Work instructions:
Report back each line of the records that contains the string "below".

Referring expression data
----------

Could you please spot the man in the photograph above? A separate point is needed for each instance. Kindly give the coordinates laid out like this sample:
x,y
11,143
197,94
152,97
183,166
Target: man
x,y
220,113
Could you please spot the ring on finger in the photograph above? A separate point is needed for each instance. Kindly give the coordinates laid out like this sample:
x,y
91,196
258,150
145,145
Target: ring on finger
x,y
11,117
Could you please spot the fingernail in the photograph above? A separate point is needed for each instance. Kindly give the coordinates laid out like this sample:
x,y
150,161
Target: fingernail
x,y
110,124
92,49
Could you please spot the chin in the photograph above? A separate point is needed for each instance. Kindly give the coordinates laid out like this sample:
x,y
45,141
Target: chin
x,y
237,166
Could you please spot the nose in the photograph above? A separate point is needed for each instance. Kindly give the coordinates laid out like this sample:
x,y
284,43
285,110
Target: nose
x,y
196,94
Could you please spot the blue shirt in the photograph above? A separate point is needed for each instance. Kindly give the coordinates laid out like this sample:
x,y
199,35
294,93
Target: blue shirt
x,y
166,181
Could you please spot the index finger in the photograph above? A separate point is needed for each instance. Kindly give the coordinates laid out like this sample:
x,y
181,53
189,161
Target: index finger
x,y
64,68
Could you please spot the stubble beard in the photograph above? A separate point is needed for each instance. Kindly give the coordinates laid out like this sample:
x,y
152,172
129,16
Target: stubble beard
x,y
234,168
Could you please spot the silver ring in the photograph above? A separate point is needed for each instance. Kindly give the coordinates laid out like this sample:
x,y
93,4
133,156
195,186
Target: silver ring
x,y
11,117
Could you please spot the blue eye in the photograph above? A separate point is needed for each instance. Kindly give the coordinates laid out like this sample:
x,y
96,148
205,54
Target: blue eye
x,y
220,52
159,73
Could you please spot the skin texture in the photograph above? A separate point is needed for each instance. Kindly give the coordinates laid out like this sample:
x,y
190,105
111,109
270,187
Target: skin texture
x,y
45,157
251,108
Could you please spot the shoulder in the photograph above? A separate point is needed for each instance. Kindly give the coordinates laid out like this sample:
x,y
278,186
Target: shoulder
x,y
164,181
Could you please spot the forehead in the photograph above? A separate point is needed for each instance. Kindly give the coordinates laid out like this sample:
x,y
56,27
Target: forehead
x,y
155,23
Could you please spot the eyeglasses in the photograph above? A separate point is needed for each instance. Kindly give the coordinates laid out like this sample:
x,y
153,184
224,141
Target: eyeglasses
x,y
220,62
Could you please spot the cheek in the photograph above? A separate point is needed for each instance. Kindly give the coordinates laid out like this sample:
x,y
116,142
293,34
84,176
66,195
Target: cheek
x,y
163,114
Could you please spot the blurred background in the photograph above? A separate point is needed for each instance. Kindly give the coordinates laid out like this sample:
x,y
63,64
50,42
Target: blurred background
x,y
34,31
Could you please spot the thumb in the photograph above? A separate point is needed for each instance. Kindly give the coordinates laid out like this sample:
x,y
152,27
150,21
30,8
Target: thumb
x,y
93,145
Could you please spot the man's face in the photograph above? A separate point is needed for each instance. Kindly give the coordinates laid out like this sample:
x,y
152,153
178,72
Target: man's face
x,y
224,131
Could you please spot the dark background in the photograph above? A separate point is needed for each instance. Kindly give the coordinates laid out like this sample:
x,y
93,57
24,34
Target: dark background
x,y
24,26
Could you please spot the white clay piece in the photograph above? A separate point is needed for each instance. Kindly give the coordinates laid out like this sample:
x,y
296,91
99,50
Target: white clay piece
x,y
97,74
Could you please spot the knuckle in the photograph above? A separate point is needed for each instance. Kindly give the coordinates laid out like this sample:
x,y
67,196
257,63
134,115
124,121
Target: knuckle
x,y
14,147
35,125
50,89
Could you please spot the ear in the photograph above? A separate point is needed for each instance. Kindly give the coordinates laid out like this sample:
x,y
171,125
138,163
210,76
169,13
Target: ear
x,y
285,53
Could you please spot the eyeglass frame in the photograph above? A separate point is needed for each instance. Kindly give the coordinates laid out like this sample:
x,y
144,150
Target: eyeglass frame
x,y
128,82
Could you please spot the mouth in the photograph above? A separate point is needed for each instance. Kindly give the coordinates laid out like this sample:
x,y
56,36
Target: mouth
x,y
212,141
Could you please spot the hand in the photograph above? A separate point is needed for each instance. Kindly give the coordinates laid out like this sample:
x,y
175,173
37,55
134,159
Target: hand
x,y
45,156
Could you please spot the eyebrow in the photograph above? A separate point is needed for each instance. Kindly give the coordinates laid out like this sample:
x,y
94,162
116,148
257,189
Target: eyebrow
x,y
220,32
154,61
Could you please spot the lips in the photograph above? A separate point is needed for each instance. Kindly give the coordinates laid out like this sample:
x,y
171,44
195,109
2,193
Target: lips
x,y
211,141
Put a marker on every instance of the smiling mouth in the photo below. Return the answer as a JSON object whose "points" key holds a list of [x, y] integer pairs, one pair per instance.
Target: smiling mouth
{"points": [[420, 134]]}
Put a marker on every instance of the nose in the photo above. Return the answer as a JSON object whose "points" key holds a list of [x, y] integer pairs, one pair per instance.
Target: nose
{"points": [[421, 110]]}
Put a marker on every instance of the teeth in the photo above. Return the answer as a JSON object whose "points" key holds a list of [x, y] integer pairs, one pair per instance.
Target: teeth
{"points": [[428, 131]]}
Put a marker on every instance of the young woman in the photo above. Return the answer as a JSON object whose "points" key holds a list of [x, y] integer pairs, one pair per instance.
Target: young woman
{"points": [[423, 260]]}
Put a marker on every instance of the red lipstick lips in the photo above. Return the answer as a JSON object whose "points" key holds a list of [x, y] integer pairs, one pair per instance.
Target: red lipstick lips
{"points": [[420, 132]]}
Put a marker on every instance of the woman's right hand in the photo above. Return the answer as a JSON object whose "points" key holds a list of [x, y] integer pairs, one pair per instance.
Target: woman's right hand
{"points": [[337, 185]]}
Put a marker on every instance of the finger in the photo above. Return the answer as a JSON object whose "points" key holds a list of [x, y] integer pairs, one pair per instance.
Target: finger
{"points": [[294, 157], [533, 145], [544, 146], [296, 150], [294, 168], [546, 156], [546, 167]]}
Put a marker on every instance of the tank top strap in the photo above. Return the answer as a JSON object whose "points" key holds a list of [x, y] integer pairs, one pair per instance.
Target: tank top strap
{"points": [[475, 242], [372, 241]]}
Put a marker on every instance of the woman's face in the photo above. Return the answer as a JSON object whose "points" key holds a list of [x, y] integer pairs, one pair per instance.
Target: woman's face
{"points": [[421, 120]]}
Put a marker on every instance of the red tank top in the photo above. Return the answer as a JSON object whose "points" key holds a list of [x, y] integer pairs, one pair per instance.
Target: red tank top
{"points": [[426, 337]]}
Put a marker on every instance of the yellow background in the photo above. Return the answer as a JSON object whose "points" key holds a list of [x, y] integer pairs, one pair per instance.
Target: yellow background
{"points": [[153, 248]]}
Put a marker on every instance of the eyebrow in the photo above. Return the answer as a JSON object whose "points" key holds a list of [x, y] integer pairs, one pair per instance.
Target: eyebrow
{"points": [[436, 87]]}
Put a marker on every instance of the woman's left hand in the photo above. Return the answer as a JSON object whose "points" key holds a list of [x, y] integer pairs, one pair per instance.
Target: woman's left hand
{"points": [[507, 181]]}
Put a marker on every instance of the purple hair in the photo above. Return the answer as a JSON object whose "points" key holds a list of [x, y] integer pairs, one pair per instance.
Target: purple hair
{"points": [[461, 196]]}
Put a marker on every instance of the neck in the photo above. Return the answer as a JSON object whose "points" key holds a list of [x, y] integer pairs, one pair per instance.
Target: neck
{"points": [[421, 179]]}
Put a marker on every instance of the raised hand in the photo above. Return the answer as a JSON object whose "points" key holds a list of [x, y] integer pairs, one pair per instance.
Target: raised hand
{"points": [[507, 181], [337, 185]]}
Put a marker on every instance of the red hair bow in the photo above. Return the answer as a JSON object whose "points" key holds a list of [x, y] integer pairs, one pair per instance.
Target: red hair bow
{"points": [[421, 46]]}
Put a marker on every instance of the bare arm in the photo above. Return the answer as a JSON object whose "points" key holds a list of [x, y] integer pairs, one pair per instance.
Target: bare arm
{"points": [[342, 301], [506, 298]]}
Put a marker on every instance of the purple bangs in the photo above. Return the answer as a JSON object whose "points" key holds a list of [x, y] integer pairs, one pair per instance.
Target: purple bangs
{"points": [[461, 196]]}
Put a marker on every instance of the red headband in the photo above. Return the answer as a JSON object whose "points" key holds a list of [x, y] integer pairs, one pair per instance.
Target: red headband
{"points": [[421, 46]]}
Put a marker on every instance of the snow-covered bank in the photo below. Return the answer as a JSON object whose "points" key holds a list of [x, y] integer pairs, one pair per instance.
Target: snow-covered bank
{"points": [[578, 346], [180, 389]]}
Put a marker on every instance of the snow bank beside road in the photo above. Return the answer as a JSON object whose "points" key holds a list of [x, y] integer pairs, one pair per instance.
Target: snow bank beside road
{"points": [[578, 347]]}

----------

Output for this task:
Put a marker on every instance of the smiling mouth in the photo below. Return the answer as a JSON object whose "points" key holds a list of [x, y] integer pairs, one pair per instance.
Put a marker on every instance of the snow-covered bank in the photo below. Return the answer as a JSON object whose "points" key holds a list of [x, y] integer pairs, one pair per instance.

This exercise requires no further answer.